**EXERCISE PROMPT**
Reproduce the Chimney Park article word for word, everything from "Twilights event shines" down to "volunteers and performers.".

Twilights event shines brightly

Chimney Park draws a crowd for its annual Christmas celebration

Gabriel Khouli/

Chimney Park was packed Sunday evening as more than 1,200 people attended the park's annual Christmas celebration.

Drawn by holiday storytelling, caroling and plenty of Christmas decorations, the fifth annual Twilights at Chimney Park saw its largest ever crowd and might make a profit for the first time.

Decorations usually cost around $2,500 or more, but turnout and donations were larger than ever, so the nonprofit Friends of Newton Parks, which sponsors the event, believes it will make a profit, said Chairwoman Jean Austin. Admission was $5 per person this year, and 1,166 people purchased tickets in addition to several dozen volunteers and performers.

"Chimney Park is a special place, but on Sunday night the park was just magical, full of holiday lights, music and people," Austin said. "Thank you Covington for helping to make this special event happen."

Dozens of organizations participated in the event, which featured actors from Charles Dickens' "A Christmas Carol" interacting with the crowds, some scenes from that play by the newly formed Dramatic Arts Production theatre, Santa Claus, festively dressed Oxford Youth Singers, music by Mac McKibben, local school choirs and a competitive tree decorating contest.

The tree decorating contest was won by the Eastside drama department, which received $100 for their efforts courtesy of Bullritos. The Montessori School of Covington, which actually entered two trees, took second place among the 10 entries.

Other event mainstays included the gnome home, a shining fairy tunnel, sparkling bottle trees, a candy cane lane, and a lighted bicycle display, which is part of the unique charm of Chimney Park.

Local nonprofits and businesses provided hot dogs, popcorn, hot chocolate and s'mores. Austin said many groups did more this year than ever, including the Covington Rotary Club, which provided hot dogs for free to the effort, and many volunteers who provided the Christmas lights strewn throughout the park's trees.

Though Austin joined the Friends of Newton Parks after the first Twilights event was held, she said she's been told was originally started as a way to bring people out to the park and raise awareness of the beauty it had to offer.

Austin has headed up the event's organization the past few years, but this year Oxford councilman Jim Windham, Jennifer Long and Angie Bezbourn, co-owner of Bullritos, headed up the efforts.

"The urban woodland called Chimney Park stands gracefully behind Newton County's popular public library. In the silence and shade stand the ruins of a once fine home, around which one can imagine gardens evoking the famous children's book, The Secret Garden," reads a brochure about Chimney Park.

"A new story is unfolding at this 12-acre site, this secret garden. Plans began with a dream to build an outdoor sanctuary especially attractive to children and families with special needs. That dream has grown into plans for a park where people of all ages and abilities may reconnect with nature under the sheltering limbs of towering trees."

**DATA SEGMENT**
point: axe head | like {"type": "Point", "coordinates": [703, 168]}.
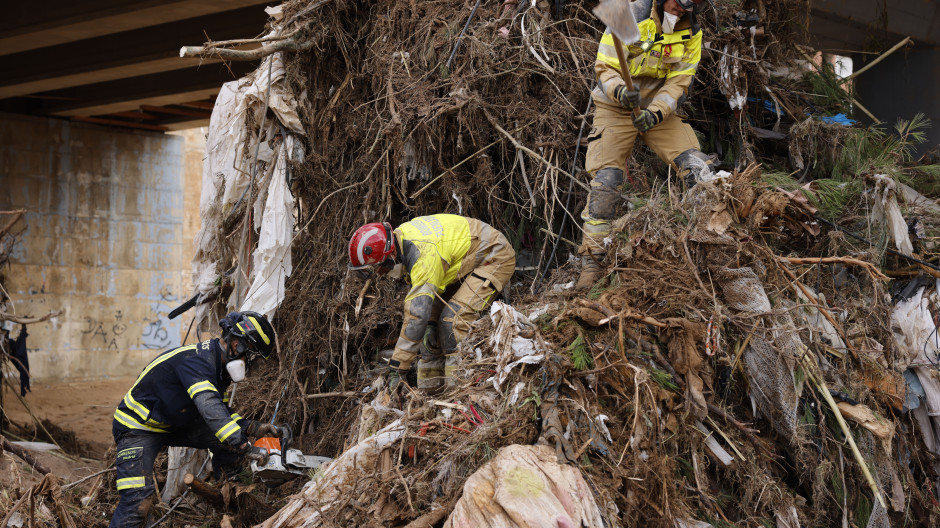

**COMPLETED TASK**
Twilights event shines brightly

Chimney Park draws a crowd for its annual Christmas celebration

Gabriel Khouli/

Chimney Park was packed Sunday evening as more than 1,200 people attended the park's annual Christmas celebration.

Drawn by holiday storytelling, caroling and plenty of Christmas decorations, the fifth annual Twilights at Chimney Park saw its largest ever crowd and might make a profit for the first time.

Decorations usually cost around $2,500 or more, but turnout and donations were larger than ever, so the nonprofit Friends of Newton Parks, which sponsors the event, believes it will make a profit, said Chairwoman Jean Austin. Admission was $5 per person this year, and 1,166 people purchased tickets in addition to several dozen volunteers and performers.